> ACTIONS TO TAKE:
1/ In the memory-architecture excerpt, rewrite the part that opens with the words containing "Shared memory doesn't" and closes with "two independent sources.", putting "organization scope" in place of "tenant scope".
2/ In the memory-architecture excerpt, what three columns scope the partitioned table that coordination events go into?

> EXTRACT PROVIDED:
+---+

Shared memory doesn't need a new table type. It's a write-side discipline: when promoting a candidate to LTM, the manager picks the narrowest scope that's actually correct, and "actually correct" sometimes means broader than the agent that wrote it. The promotion gate from "From RAG to Memory Systems: Building Stateful AI Architecture" is where that decision belongs. Default to user scope, and promote to tenant scope only when the subject of the fact is the tenant entity itself and the fact has been observed from two independent sources.

What shared memory does need is read-side coordination. Two agents writing facts about the same subject at the same time can produce contradictory rows if the writes overlap. The supersession pattern handles the resolution (later write wins by version), but the agents themselves need to know they might be writing on top of each other. The simplest pattern is optimistic concurrency: the manager's supersede_fact method checks that the row being superseded is still at the version the caller saw at read time, and raises a retry-able conflict if it isn't.

Coordination

Coordination is the cross-agent messaging layer. Agent A finishes a step and hands off to Agent B. Agent C broadcasts an event that other agents subscribe to. Agent D queries the system for "who's working on this customer right now."

This post doesn't define a schema for coordination memory because the design space is still wide open. Many different patterns have emerged and new ones are still being experimented with. The right shape depends on the orchestration runtime as much as on the memory layer. The thing worth naming explicitly is that coordination is a separate concern from shared memory. Shared memory is "two agents read the same row." Coordination is "Agent A tells Agent B that something happened."

A working baseline for coordination in a multi-tenant SaaS context: events go into a partitioned table scoped by (tenant_id, coordination_group_id, created_at), with the same partitioning strategy as conversation_memory. Subscribers poll or stream from the table; producers append. The table participates in the same RLS policy as everything else, so coordination events never cross tenants by accident.

Shared memory and coordination, side by side.

The Memory Manager: one door into the schema

The schema is the contract. The Memory Manager is the only code allowed to touch it. Every read and write goes through the manager, and it enforces what the schema can't. Every operation carries tenant context, all durable write carry provenance, data lands in the table that matches its type, and supersession runs in one transaction instead of an error prone multi-step process.

+---+

> DATA EXCERPTS:

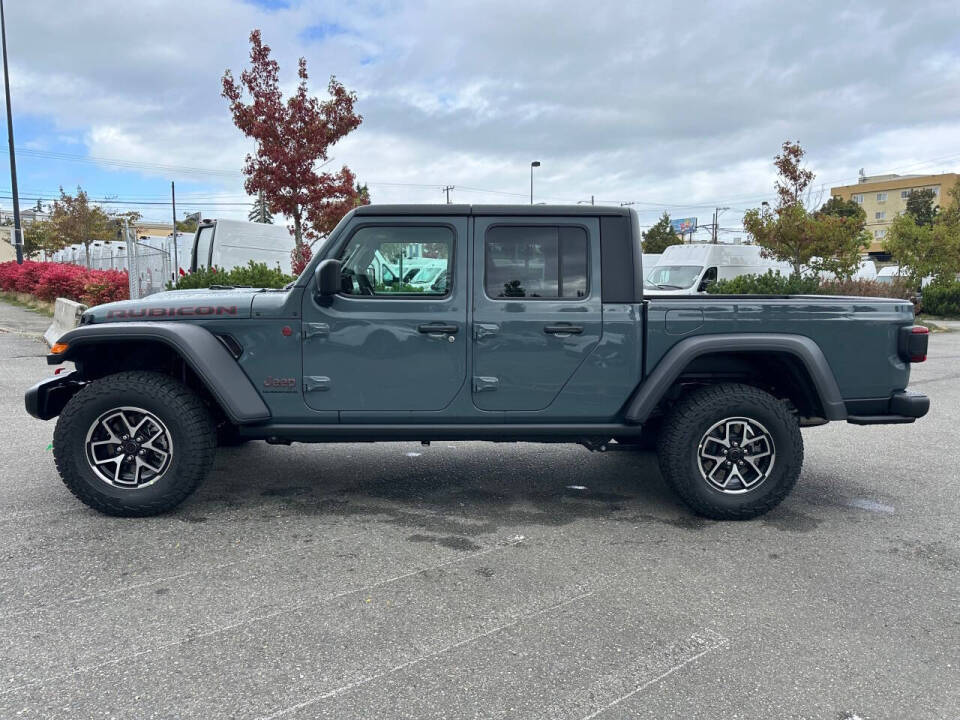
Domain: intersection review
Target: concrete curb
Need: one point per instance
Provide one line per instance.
(66, 316)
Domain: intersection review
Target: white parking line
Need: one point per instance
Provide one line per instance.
(168, 578)
(402, 666)
(717, 641)
(254, 619)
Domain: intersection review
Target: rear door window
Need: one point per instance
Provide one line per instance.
(537, 261)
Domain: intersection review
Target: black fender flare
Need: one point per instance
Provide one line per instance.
(649, 393)
(200, 349)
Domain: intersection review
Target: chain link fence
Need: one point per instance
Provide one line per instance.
(148, 259)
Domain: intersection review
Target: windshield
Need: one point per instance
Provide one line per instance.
(674, 276)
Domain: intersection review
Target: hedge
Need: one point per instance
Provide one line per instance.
(942, 299)
(253, 274)
(48, 281)
(776, 284)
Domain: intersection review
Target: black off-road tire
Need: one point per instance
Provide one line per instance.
(180, 409)
(694, 415)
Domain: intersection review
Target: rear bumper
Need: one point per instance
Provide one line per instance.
(902, 407)
(47, 398)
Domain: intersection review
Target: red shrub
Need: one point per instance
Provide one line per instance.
(59, 280)
(48, 281)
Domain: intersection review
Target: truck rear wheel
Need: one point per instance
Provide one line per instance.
(730, 451)
(134, 444)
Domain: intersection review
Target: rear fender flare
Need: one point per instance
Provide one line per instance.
(652, 390)
(199, 348)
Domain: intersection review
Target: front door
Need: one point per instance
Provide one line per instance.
(537, 310)
(394, 338)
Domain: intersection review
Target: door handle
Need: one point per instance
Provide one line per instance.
(563, 330)
(438, 329)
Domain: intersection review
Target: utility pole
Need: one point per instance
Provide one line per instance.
(716, 221)
(17, 232)
(176, 263)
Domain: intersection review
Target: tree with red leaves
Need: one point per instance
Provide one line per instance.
(293, 139)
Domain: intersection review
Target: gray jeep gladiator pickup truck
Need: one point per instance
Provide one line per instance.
(457, 322)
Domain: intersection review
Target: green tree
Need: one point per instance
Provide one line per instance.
(76, 222)
(260, 212)
(830, 240)
(187, 225)
(924, 250)
(840, 228)
(920, 206)
(39, 237)
(661, 236)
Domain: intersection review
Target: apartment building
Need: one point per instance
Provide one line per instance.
(883, 197)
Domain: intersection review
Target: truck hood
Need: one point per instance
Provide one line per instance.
(177, 305)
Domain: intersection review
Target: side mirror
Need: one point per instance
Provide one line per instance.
(327, 278)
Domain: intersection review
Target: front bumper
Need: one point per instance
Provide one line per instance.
(47, 398)
(902, 407)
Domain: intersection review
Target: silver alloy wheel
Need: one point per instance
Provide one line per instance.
(129, 447)
(736, 455)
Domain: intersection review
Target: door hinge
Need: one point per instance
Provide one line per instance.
(485, 384)
(316, 383)
(482, 330)
(315, 329)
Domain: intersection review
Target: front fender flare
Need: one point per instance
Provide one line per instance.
(649, 393)
(199, 348)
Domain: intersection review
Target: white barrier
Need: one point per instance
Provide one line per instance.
(66, 316)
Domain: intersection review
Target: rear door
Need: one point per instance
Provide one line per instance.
(536, 307)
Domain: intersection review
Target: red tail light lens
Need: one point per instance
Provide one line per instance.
(920, 330)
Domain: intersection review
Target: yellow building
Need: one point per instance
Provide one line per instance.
(883, 197)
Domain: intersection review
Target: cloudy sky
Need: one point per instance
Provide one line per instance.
(670, 106)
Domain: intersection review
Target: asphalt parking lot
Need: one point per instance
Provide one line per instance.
(470, 580)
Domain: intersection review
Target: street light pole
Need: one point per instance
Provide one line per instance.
(17, 233)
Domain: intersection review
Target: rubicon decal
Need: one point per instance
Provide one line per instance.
(172, 312)
(272, 384)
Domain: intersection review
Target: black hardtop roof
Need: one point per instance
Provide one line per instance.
(437, 209)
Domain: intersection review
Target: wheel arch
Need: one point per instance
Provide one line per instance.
(102, 349)
(792, 365)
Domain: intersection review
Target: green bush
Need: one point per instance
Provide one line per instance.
(899, 288)
(772, 283)
(942, 299)
(254, 274)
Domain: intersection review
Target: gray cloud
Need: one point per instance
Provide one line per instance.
(672, 102)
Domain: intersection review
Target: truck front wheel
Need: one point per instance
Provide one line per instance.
(730, 451)
(134, 443)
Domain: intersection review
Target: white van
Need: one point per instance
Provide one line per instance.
(227, 244)
(892, 272)
(689, 269)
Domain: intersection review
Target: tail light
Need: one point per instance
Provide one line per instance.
(913, 343)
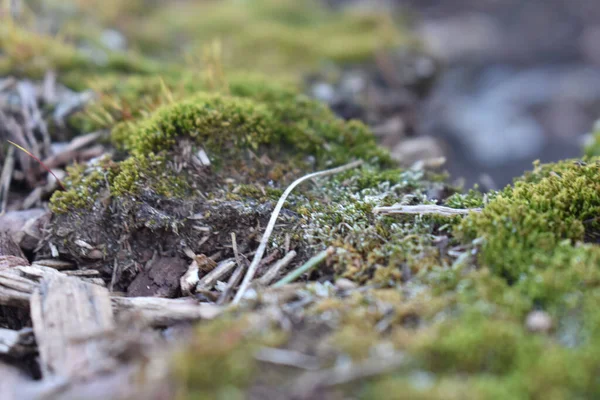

+---+

> SOLVED TASKS:
1/
Shared memory doesn't need a new table type. It's a write-side discipline: when promoting a candidate to LTM, the manager picks the narrowest scope that's actually correct, and "actually correct" sometimes means broader than the agent that wrote it. The promotion gate from "From RAG to Memory Systems: Building Stateful AI Architecture" is where that decision belongs. Default to user scope, and promote to organization scope only when the subject of the fact is the tenant entity itself and the fact has been observed from two independent sources.

2/ tenant_id, coordination_group_id, and created_at